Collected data

•••

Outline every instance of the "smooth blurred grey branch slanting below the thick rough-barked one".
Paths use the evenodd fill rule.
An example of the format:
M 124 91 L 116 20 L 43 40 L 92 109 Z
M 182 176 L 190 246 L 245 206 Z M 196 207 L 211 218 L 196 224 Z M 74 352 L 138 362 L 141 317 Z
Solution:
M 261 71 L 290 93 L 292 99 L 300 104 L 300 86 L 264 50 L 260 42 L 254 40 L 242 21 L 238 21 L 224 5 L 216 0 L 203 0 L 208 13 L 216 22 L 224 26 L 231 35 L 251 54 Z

•••

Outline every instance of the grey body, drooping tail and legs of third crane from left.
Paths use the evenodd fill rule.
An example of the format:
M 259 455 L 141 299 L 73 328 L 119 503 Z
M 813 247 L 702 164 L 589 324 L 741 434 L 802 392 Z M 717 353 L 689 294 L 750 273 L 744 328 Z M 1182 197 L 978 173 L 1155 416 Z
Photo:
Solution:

•••

Task details: Copy each line above where "grey" appears.

Response below:
Outline every instance of the "smooth blurred grey branch slanting below the thick rough-barked one".
Outline every instance of the grey body, drooping tail and legs of third crane from left.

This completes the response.